EXERCISE TEXT:
===============

Liquid AI Inc., an artificial intelligence startup and MIT spinoff developing generative AI models based on a fundamentally different architecture than transformer-based AI, today announced it has raised $250 million in an early-stage funding round led by Advanced Micro Devices Inc.
OSS Capital, Duke Capital Partners and PagsGroup also participated in the Series A round. The company previously raised $46.6 million in seed funding in 2023.
The Boston-based startup’s new models are called “Liquid Foundation Models,” or LFMs, which the company says can deliver performance comparable to, or superior to, traditional large language models on the market today.
The company’s models are based on a concept of “liquid neural networks,” a classification of AI networking that differs from Generative Pre-Trained Transformer-based models, or GPTs, that underpin today’s popular chatbots such as OpenAI’s ChatGPT and Google LLC’s Gemini.
“At Liquid, our mission is to build the most capable and efficient AI systems at every scale,” said Chief Executive Ramin Hasani. “Since our inception, we have demonstrated the scalability of our technology by releasing text-based models, unveiling multimodal LFMs, and collaborating with key partners to showcase real-world impact.”
Liquid AI offers three model sizes: LFM-1B, a dense 1.3 billion-parameter model for on-device, such as mobile phones; LFM-3B, a 3.1 billion=parameter model optimized for edge deployments; and LFM-40B Mixture of Experts, designed to tackle complex tasks.

===============

DATA FOR ANALYSIS:

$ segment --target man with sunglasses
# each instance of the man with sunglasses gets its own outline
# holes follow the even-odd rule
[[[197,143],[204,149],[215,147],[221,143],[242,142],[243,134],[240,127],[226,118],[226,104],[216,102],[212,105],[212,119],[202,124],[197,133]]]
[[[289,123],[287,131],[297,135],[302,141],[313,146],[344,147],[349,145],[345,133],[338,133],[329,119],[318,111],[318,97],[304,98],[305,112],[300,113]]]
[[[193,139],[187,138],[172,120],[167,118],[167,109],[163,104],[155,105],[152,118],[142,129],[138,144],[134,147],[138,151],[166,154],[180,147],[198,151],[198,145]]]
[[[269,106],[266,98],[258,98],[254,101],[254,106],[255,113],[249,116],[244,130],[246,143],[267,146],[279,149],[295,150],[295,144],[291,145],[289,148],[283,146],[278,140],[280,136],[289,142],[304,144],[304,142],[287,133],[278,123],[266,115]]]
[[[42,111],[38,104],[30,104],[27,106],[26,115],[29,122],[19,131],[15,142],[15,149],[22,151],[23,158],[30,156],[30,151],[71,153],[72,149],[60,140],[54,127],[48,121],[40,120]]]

===============

SET OF TASKS:
1 - In the article on Liquid AI's funding, which company led the $250 million round?
2 - Extend the article on Liquid AI's funding past its final sentence with a few more paragraphs.

EXERCISE ANSWERS:
1 - Advanced Micro Devices Inc.

2 -
The company said LFMs have a reduced memory footprint compared with GPT architectures that is even more substantial for lengthy inputs – for example, when processing extremely long documents or video. Liquid said the LFM-3.1B model used significantly less memory than other small models when deployed than models such as Google LLC’s Gemma 2 2B-it or Meta Platform Inc.’s Llama 3.2 3B.
Along with the funding, the company has joined in a strategic partnership with AMD, strengthening Liquid’s ability to optimize its foundation models with the chipmaker’s graphics processing units, central processing units and neural processing units.
Liquid AI added that it will use the additional funding to scale infrastructure to support the development of future LFMs for diverse model sizes and data types. It will also develop of tailored LFM research to optimize the models for specific industries such as consumer electronics, biotechnology, telecommunications, financial services and e-commerce.